> **Written exercise**:
Print each of the following lines verbatim, omitting the pictures from your reply.

----------------------------------------

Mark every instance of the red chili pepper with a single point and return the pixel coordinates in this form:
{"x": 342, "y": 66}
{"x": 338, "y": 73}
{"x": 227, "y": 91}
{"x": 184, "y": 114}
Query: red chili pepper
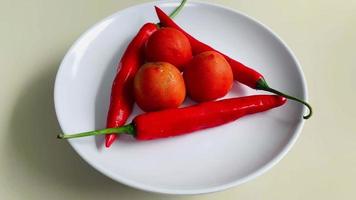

----------------------------------------

> **Task result**:
Mark every instance of the red chili pepper with a single point and return the pixel coordinates in this form:
{"x": 342, "y": 66}
{"x": 338, "y": 73}
{"x": 227, "y": 91}
{"x": 184, "y": 114}
Query: red chili pepper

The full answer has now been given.